Collection entries:
--- START ---

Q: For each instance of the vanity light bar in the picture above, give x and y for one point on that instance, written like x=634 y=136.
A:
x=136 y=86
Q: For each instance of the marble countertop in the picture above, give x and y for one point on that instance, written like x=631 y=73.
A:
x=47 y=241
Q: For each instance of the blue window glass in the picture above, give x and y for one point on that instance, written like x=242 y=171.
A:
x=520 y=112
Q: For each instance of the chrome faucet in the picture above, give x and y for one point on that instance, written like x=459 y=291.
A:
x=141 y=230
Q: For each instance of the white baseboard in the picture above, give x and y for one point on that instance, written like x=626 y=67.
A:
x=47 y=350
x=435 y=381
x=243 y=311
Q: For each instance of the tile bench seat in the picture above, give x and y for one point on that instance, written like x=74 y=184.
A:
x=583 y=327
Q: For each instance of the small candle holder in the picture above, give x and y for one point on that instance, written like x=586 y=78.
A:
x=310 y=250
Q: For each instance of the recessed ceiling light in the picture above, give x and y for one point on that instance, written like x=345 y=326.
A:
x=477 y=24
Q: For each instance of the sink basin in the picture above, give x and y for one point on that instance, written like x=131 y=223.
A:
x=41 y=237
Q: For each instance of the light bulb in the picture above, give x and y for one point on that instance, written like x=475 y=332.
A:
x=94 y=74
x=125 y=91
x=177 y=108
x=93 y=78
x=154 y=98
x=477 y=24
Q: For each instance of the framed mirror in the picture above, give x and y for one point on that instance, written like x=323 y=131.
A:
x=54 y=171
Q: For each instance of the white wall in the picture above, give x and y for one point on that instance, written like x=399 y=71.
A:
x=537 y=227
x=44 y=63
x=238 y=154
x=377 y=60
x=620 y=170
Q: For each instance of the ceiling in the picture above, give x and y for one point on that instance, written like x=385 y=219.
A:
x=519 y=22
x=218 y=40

--- END ---

Work to be completed:
Every line that contains the string "ceiling" should be returned from the data.

Solution to the exercise:
Q: For each instance of the recessed ceiling light in the picture above, give x and y for one point on that instance, written like x=345 y=326.
Q: For each instance of the ceiling in the picture above, give x and y for one point on that instance, written like x=385 y=219.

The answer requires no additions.